◆ Task:
Apart from the pictures, every entry below must be given again exactly.

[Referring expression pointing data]
____

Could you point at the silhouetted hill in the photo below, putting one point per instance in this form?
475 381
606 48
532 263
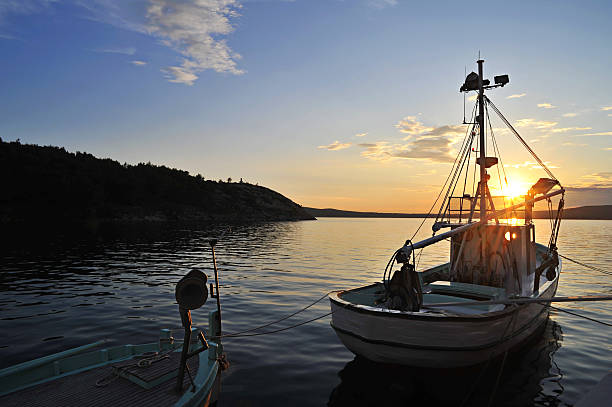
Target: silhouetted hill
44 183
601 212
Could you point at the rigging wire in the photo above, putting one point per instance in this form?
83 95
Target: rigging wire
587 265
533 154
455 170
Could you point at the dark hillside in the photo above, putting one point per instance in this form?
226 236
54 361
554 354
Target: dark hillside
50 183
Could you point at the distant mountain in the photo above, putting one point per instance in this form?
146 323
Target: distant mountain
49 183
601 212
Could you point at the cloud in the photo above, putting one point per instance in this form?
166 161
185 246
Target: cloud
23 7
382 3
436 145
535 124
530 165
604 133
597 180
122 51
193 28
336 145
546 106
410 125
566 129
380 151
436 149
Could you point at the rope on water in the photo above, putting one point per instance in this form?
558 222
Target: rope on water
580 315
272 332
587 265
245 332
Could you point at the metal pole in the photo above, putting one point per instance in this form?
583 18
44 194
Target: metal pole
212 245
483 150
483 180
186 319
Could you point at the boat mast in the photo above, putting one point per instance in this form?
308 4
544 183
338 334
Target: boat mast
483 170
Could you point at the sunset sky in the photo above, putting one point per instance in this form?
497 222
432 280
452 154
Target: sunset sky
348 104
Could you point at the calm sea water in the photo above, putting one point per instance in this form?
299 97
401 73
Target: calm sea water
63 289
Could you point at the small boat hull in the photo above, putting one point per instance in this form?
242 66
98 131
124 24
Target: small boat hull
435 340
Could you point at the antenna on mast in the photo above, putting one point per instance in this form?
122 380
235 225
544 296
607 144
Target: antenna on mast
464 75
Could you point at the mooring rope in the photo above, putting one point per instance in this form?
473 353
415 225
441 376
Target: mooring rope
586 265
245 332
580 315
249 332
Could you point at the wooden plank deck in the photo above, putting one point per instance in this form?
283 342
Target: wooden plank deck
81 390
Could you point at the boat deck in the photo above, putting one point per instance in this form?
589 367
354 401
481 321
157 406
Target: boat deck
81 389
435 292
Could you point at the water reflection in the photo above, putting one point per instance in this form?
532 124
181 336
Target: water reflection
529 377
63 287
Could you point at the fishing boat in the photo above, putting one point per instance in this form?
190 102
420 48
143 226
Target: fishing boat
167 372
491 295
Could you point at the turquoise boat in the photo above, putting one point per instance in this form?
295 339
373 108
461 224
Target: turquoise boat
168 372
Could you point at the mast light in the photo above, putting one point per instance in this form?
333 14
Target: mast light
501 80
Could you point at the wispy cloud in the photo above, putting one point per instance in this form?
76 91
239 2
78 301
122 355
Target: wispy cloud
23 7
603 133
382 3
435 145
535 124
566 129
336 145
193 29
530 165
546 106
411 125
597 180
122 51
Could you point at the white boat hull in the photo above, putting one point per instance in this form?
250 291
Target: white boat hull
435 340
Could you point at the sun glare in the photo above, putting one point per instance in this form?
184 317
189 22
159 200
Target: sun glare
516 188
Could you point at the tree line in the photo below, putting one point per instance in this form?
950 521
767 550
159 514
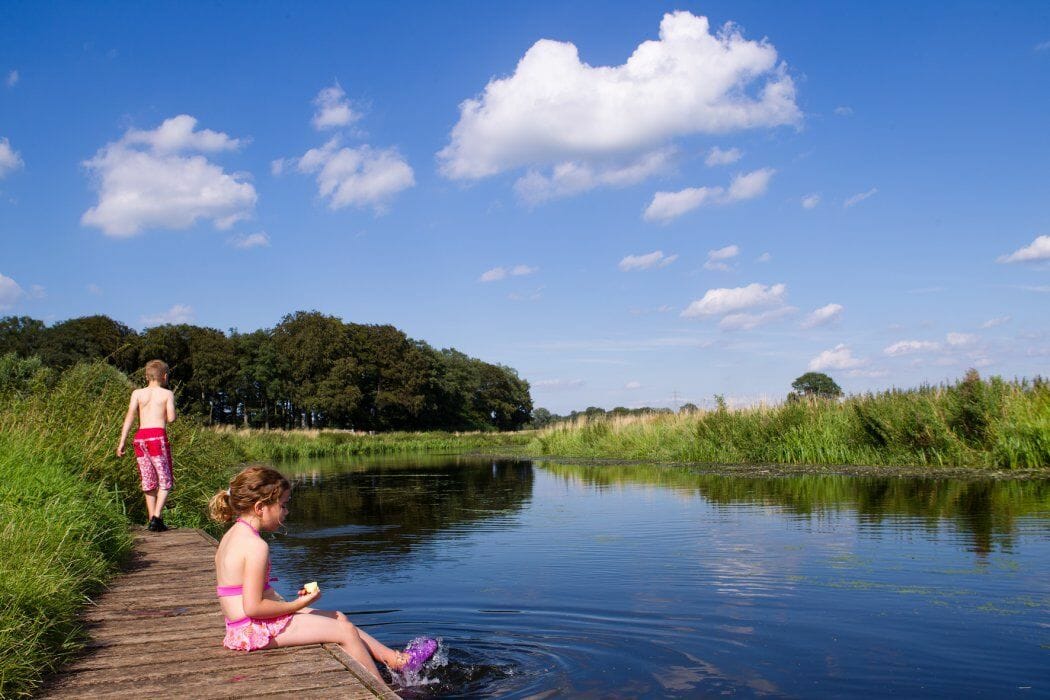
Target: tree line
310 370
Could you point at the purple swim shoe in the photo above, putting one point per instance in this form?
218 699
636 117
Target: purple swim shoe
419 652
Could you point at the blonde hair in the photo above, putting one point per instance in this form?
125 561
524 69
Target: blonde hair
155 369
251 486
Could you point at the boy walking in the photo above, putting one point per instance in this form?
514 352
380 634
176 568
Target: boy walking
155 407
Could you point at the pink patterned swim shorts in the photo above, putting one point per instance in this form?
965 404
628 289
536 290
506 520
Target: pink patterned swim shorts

____

◆ Answer for this exercise:
Could you point at the silhouetted hill in the photo below, putting one point per instance in this form?
475 381
606 48
532 263
Target: silhouetted hill
44 183
601 212
Could you point at the rigging wire in the photo above, putting one point per instance in this form?
83 95
Target: rigging wire
587 265
533 154
455 170
Could you point at the dark hillside in the photo above, putting one point per instance in this form?
226 236
54 361
554 354
Target: dark hillside
50 183
Could you point at the distant mountain in the photo above, putting one point per instance in this form?
146 323
Target: distant mountain
49 183
601 212
Could you point at the cloud in the photo above, putting one point per instance in this form?
166 161
185 246
Target: cloud
23 7
382 3
436 145
535 124
530 165
604 133
597 180
122 51
193 28
336 145
546 106
410 125
566 129
380 151
436 149
Could you point at the rope on water in the photo above, putting one point per instance in this form?
558 222
Target: rope on water
580 315
272 332
587 265
245 332
Could you point at the metal pole in the photo above, putting one point per instance in this form?
583 18
44 194
Target: metal pole
212 245
483 150
483 180
186 319
Could you point at the boat mast in the photo above, putting one point per instance in this form?
308 4
544 183
338 334
Target: boat mast
483 170
Could you point at the sunset sky in the photo above, putting one point per instance in this form?
497 222
432 280
452 154
Target: sunset sky
348 104
Could you point at the calm sea water in the photo above, putting one point per instance in this form?
299 97
401 73
Target: calm sea water
63 289
Could you point at the small boat hull in the photo above, putting one point per instance in this form?
242 66
98 131
124 24
Target: small boat hull
435 340
Could you point at the antenna on mast in the photo above, putting one point per instance in this form?
122 380
235 225
544 296
607 144
Target: antenna on mast
464 75
Could you point at the mooring rope in the photo above, putting one point per instance in this form?
473 353
415 225
441 376
Target: mooring rope
586 265
245 332
580 315
249 332
Could you point at the wooden plank deck in the photo above, putting one point per instance in this form?
283 342
Target: wooden plank deck
81 390
Could you point at the boat deck in the photo above, putting one point per instance in this form?
589 367
354 401
481 321
157 406
Target: boat deck
81 389
435 292
Could you point at the water reflection in the photo above, putting one point per instance in this form?
532 124
181 336
Target: water reflection
529 377
63 287
Could you point at the fishing boat in the photo above, putting one point per instance in this form?
190 102
420 48
143 226
Target: fishing boat
167 372
491 295
Could you point at the turquoise boat in the photo above, putting one point per instance in this form?
295 339
373 108
461 224
Target: turquoise boat
168 372
Could you point at the mast light in the photo above, putting one point per instance in this form?
333 14
Target: mast light
501 80
Could you point at the wispy cloud in the photo above, putting one point per instance in this form?
76 91
239 2
78 301
122 355
Target: wispy cloud
23 7
603 133
382 3
435 145
535 124
566 129
336 145
193 29
530 165
546 106
411 125
597 180
122 51
Could you point at the white boat hull in the photo above, putting one point per instance in this form?
250 291
Target: white boat hull
435 340
Could you point at the sun glare in the photo above, putting one point per instance in this form?
184 317
189 22
159 200
Target: sun glare
516 188
Could you point at the tree line in the photo below, putting one point per instance in this form?
950 521
767 550
159 514
Target: tree line
310 370
Could you point at the purple swim shoe in the photo above, putting one point per instance in this form?
218 699
636 117
Target: purple swim shoe
419 652
Could you point at the blonde hair in the photo above, putting one point per instance in this form?
125 561
524 69
Target: blonde hair
155 369
251 486
Could you point at the boy walking in the photo above, putting one point per instance in this form?
514 352
380 634
176 568
Target: boy walking
155 407
Could you point at the pink patterned swim shorts in the photo above, putting one point per instance in this form?
965 404
628 289
536 290
506 520
Target: pink patterned swim shorts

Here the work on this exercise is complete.